All material below is to be reproduced exactly.

○ ○ ○ ○ ○ ○ ○

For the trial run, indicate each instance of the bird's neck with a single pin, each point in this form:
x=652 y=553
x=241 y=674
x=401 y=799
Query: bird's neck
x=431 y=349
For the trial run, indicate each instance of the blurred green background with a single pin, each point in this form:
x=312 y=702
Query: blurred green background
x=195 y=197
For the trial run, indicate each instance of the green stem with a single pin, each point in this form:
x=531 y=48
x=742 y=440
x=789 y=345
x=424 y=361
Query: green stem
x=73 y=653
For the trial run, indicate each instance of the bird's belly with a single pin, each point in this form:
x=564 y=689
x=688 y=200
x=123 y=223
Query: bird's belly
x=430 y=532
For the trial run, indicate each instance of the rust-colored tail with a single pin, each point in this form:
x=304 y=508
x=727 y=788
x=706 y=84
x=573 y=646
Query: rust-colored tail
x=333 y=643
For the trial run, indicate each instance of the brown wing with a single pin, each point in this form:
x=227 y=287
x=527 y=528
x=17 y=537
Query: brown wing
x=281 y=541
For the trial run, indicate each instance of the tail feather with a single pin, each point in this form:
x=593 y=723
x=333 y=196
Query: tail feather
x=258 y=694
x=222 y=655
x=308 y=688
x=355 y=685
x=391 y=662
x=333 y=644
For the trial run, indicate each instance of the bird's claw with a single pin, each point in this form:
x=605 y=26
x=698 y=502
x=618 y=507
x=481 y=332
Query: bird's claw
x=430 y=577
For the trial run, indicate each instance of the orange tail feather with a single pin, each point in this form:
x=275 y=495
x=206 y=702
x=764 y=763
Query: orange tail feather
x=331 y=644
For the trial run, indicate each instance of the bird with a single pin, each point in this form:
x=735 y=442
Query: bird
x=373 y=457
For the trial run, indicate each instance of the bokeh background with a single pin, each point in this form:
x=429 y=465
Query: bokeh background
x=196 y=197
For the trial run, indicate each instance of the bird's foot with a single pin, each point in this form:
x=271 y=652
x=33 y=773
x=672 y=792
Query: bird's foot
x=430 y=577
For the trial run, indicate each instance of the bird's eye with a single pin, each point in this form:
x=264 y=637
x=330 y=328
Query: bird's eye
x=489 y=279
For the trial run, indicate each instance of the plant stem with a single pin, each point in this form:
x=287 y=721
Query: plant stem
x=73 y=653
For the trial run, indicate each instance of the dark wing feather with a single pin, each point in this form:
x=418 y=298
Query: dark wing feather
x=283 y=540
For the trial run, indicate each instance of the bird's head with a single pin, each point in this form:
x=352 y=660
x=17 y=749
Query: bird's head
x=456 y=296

○ ○ ○ ○ ○ ○ ○

■ **TASK RESPONSE**:
For the trial run, indicate each instance of the bird's neck with a single pin, each point in this form:
x=652 y=553
x=241 y=674
x=401 y=799
Query: bird's neck
x=431 y=349
For the trial run, indicate each instance of the blurred green background with a single pin, each point in this form:
x=312 y=702
Query: blurred green background
x=195 y=197
For the trial run, indicate each instance of the green stem with a single pin, each point in this form:
x=531 y=48
x=742 y=440
x=789 y=345
x=424 y=361
Query: green stem
x=73 y=653
For the trial run, indicate each instance of the bird's belly with a single pin, each point in this form:
x=564 y=689
x=688 y=200
x=123 y=223
Query: bird's belly
x=430 y=532
For the trial run, indicate each instance of the rust-colored tail with a single pin, each point in this form:
x=304 y=508
x=727 y=788
x=706 y=84
x=573 y=646
Query: rust-colored tail
x=333 y=643
For the trial run, indicate each instance of the brown wing with a single pin, each point in this form:
x=227 y=287
x=527 y=528
x=17 y=537
Query: brown wing
x=281 y=541
For the trial run, indicate each instance of the tail feather with a single pin, each point in this form:
x=593 y=723
x=333 y=196
Query: tail feather
x=258 y=694
x=222 y=655
x=308 y=688
x=355 y=685
x=391 y=662
x=333 y=644
For the trial run, indicate each instance of the bird's claw with a single pin, each point in this form:
x=605 y=26
x=698 y=502
x=618 y=507
x=481 y=332
Query: bird's claw
x=430 y=577
For the trial run, indicate each instance of the orange tail feather with a single pin, each point in this form:
x=275 y=495
x=206 y=702
x=764 y=763
Query: orange tail feather
x=331 y=644
For the trial run, indicate each instance of the bird with a single pin, each point in this form:
x=735 y=442
Query: bird
x=373 y=457
For the trial run, indicate each instance of the bokeh background with a single pin, each point in this form:
x=429 y=465
Query: bokeh background
x=196 y=197
For the trial run, indicate each instance of the bird's foot with a single pin, each point in this form:
x=271 y=652
x=33 y=773
x=672 y=792
Query: bird's foot
x=430 y=577
For the trial run, indicate each instance of the bird's eye with a single pin, each point in this form:
x=264 y=637
x=330 y=328
Query: bird's eye
x=489 y=279
For the trial run, indicate each instance of the plant stem with a single pin, each point in this form:
x=287 y=721
Query: plant stem
x=73 y=653
For the trial run, indicate each instance of the dark wing feather with a single pin, each point in this form:
x=418 y=298
Query: dark wing feather
x=283 y=540
For the trial run, indicate each instance of the bird's head with a single pin, each point in this form:
x=352 y=660
x=17 y=749
Query: bird's head
x=456 y=296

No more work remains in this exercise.